PROBLEM DETAILS: Please repeat the entries below, switching every "shark dorsal fin" to "whale tail fluke" and leaving everything else unchanged.

DATASET ENTRIES:
════════

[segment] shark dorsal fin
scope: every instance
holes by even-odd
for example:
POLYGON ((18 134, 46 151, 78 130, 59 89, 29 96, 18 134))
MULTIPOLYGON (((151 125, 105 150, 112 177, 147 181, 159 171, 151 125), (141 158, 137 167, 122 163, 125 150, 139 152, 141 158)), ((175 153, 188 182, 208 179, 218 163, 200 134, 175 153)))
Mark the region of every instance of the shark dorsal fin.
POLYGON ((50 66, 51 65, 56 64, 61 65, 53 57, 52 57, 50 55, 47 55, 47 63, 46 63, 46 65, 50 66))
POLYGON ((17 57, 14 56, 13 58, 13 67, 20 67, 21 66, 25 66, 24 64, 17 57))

════════

SOLUTION:
[segment] whale tail fluke
scope: every instance
holes by even-odd
for example:
POLYGON ((18 134, 46 151, 78 130, 59 89, 29 96, 18 134))
MULTIPOLYGON (((151 125, 105 150, 112 177, 147 181, 159 171, 151 125), (141 158, 137 167, 122 163, 125 150, 139 152, 141 158)), ((175 153, 188 182, 208 179, 218 163, 200 134, 175 153)))
Mark the region of every instance of the whale tail fluke.
POLYGON ((50 66, 51 65, 56 64, 61 65, 53 57, 52 57, 50 55, 47 55, 47 63, 46 63, 46 65, 50 66))
POLYGON ((17 57, 14 56, 13 58, 13 67, 20 67, 21 66, 25 66, 24 64, 17 57))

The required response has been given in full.